>> BEGIN DATASET RECORDS

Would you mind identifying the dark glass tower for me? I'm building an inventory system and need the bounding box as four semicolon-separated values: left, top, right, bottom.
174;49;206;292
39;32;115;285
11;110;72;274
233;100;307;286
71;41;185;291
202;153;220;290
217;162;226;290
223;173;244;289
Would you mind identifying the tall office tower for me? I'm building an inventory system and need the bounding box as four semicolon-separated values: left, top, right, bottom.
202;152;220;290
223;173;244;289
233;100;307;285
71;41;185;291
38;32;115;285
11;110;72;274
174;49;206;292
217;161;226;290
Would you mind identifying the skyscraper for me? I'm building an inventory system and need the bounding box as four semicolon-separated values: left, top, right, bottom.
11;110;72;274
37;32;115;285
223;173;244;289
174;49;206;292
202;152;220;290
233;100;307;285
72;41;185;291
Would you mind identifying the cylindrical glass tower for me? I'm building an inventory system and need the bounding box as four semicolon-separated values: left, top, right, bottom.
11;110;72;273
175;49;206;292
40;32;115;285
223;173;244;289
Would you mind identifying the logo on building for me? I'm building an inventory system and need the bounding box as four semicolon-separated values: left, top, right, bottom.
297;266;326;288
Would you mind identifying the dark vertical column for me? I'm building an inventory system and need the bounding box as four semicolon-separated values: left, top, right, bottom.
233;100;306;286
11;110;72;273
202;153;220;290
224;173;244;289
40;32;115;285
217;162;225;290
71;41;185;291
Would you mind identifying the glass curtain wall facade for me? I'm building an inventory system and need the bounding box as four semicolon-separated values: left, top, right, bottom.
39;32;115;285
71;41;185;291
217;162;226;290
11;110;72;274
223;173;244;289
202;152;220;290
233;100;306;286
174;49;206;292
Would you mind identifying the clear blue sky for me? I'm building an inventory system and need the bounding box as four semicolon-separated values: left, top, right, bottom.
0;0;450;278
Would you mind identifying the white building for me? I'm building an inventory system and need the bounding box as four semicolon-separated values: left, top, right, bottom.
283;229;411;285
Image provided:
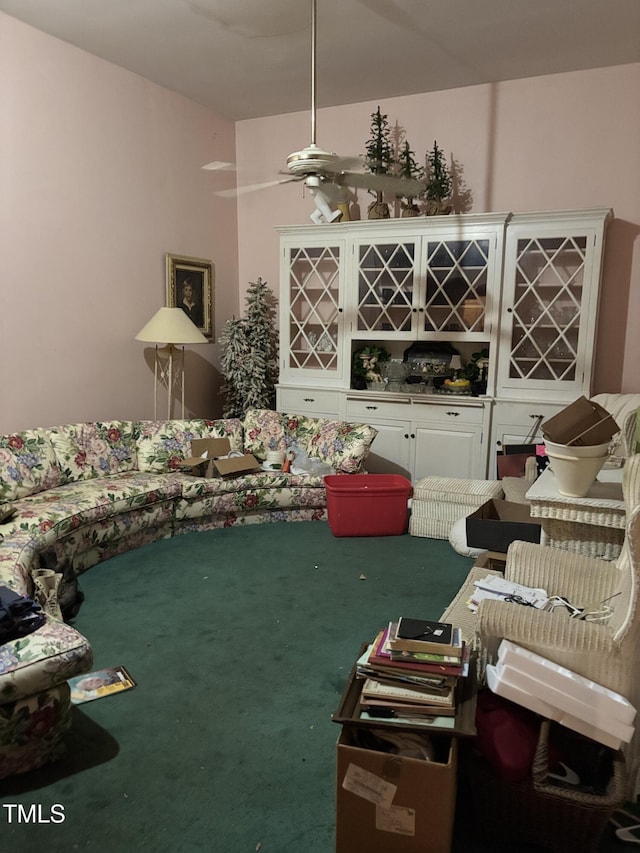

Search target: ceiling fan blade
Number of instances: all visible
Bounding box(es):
[200,160,236,172]
[338,172,425,198]
[214,178,295,198]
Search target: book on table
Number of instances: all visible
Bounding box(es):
[376,622,464,666]
[367,629,465,680]
[360,678,455,716]
[369,622,468,676]
[388,616,463,658]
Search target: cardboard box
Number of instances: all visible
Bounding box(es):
[182,438,262,477]
[467,498,540,553]
[336,726,458,853]
[542,397,620,445]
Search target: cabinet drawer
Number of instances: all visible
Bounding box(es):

>> END DATASET RECORDS

Reproduce verbatim the rows above, beginning with the row that contains "Search target: cabinet drawer" and continuing through the final row.

*REPLY TO THE TASK*.
Search target: cabinet drawer
Number of instances: all visible
Bounding box(es):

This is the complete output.